Prompt: Below are the records; copy each line in them that holds the word "instance".

Data section:
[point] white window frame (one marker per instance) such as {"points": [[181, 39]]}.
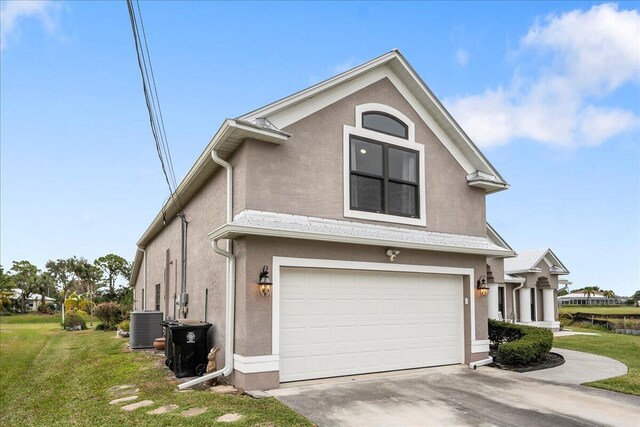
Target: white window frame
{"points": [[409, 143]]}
* * *
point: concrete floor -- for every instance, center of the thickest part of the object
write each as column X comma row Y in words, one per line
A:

Reply to the task:
[point] white window frame (one marker per instance) such as {"points": [[181, 39]]}.
point: concrete floor -- for every instance, center of the thickest part of the object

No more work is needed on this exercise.